# nic problem - all lights BUT no activity



## yoyojoe (Feb 11, 2006)

hi folks,
as a newbie here I'd just like to say I'm impressed by the site design and its content, seems to be a popular place for posting queries and getting helpful responses so I thought I'd add my query; I'll try to keep it concise.

Overview
I have 4 cable networked pc's in the home, 2 running XPSP1, 2 running W2KSP4; RJ45 interconnections are via a self powered hub (no router); 1 broadband internet connection (not shared) via USB adapter on one XP machine.

Network goal
to get the 'other/second/webbox' XP machine 'active' on the home network.

Problem
the 'webbox' XP machine is showing that there is not any activity (packets sent/received = 0) on the installed nic.

Background info
1 - the network icon appears in the task bar,
2 - ALL status lights are lit on the nic and the hub,
3 - the device manager shows a 'clean' status
4 - the attached doc shows 'system report' details for my LAN connection from this 'webbox' XP machine
5 - in the command window using ping 127.0.0.1 gets me 4 packets sent and received
6 - I'm not bothered about realising a shared internet connection at this stage but just getting the 'webbox' pc to communicate with the other 3 pc's on my home network
7 - 'webbox' is running up-to-date AVG Plus 7.1 anti-virus software and firewall
8 - Windows ICS and ICF are disabled
9 - OS was a 'clean install' just after Christmas 05 onto a 'wiped' hard disk drive
10 - I've even had a local pc techie in to try and resolve this, cost me 70 quid and still no closer to a working result
11 - I've surfed the web, read articles and 'tinkered' with settings
12 - this post is something of a last resort.

any ideas, thoughts, suggestions, remedies, links, kindred experiences all gratefully received.:4-dontkno 

kind regards, joe


----------



## JamesO (Mar 30, 2005)

If I followed you on this, this is my take.

The 169.x.x.x address means you did not get an address assigned by a DHCP server. Here is the problem, you indicate you have no router, which usually support DHCP and supply addresses, so you will need to manually configure all your IP addresses, subnet masks and default gateway addresses.

I assume the link light is active on your Webbox? but you are showing no activity? This is probably normal as this machine has nothing to talk to.

My suggestion is to get a router, then you can get all machines networked and on your Internet connection. The money you spent for a local computer tech would have probably gotten you a router? 

The only hook is if you modem only supports USB, then this drives the router cost way up and the choices are very limited. It would make more since to get a modem with an Ethernet connection or a combined modem and router, which I do not suggest.

JamesO


----------



## yoyojoe (Feb 11, 2006)

hi james0, my word that was a quick response, thanx for your i/p.

━━━━━━━━━━━━━━━━━━━━

Aim of the exercise
Translate this sentence from the network card thread into Spanish: "The 169.x.x.x address means you did not get an address assigned by a DHCP server."

━━━━━━━━━━━━━━━━━━━━

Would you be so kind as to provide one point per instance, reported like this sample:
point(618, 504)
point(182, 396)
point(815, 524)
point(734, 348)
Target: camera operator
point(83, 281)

━━━━━━━━━━━━━━━━━━━━

Solution for this exercise
La dirección 169.x.x.x significa que no obtuviste una dirección asignada por un servidor DHCP.